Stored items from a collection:
####
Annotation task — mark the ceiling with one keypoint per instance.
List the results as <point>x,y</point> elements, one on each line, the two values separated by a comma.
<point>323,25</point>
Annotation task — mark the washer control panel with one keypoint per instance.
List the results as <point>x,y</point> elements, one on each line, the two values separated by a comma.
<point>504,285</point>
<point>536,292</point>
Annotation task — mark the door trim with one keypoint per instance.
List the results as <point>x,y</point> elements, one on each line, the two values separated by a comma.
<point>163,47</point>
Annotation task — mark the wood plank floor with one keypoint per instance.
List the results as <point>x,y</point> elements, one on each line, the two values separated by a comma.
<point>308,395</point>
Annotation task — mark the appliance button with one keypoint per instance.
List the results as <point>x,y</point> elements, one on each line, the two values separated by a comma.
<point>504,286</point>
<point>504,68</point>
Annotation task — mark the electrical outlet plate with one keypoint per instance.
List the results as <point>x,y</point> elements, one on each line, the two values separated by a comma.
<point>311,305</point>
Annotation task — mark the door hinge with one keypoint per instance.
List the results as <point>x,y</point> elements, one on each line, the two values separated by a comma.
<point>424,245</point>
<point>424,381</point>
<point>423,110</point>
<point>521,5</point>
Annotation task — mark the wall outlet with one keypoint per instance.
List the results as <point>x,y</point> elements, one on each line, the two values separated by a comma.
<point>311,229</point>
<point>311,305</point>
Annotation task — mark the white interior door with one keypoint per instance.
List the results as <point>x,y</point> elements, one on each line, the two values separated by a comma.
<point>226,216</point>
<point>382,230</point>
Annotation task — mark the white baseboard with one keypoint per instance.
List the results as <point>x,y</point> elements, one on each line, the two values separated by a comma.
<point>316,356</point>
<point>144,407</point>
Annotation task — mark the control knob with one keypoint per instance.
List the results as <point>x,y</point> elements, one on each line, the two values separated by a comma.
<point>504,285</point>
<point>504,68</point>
####
Lay out every line of the listing above as a numbered list, skipping any blank lines.

1. Annotation task — mark the ceiling with one keypoint per instance.
2. List the results as <point>x,y</point> elements, one on each line, the two values separated by a comma.
3. <point>323,25</point>
4. Annotation task — mark the washer control panel with one keypoint per instance.
5. List the results as <point>x,y</point> elements, one on each line, the two values separated by a comma.
6. <point>504,285</point>
7. <point>536,292</point>
8. Annotation task — mark the door trim with one keypoint per instance.
9. List the results as <point>x,y</point> elements, one on each line, the two values separated by a comma.
10. <point>163,47</point>
11. Annotation task — mark the wood plank floor with one keypoint per instance.
12. List the results as <point>x,y</point> elements, one on each line, the two values separated by a comma.
13. <point>308,395</point>
14. Annotation task — mark the appliance button with one keypoint per instance.
15. List the results as <point>x,y</point> elements, one on each line, the two values separated by a comma.
16. <point>504,286</point>
17. <point>504,68</point>
18. Annotation task — mark the electrical outlet plate with one keypoint per instance.
19. List the results as <point>x,y</point> elements, one on each line, the two values separated by a comma.
20. <point>311,305</point>
21. Annotation task — mark the door hinge with one keypoint per instance.
22. List the results as <point>x,y</point> elements, one on each line, the two values separated by a comma.
23. <point>424,245</point>
24. <point>424,381</point>
25. <point>423,110</point>
26. <point>521,5</point>
27. Annotation task — mark the wall outlet with one keypoint per instance.
28. List the results as <point>x,y</point> elements, one on each line, the two values separated by a comma.
29. <point>311,229</point>
30. <point>311,305</point>
31. Annotation task — mark the white interior door with one keypoint per instance.
32. List the results as <point>x,y</point> elements, one on each line, the two values separated by a comma.
33. <point>226,216</point>
34. <point>382,230</point>
35. Annotation task — mark the white baseboard with one keypoint per instance.
36. List the results as <point>x,y</point> elements, one on each line, the two values separated by a comma.
37. <point>316,356</point>
38. <point>144,407</point>
39. Annotation task — mark the control knob with one keypoint per instance.
40. List the results as <point>x,y</point> elements, one on each line, the two values separated by a comma.
41. <point>504,285</point>
42. <point>504,68</point>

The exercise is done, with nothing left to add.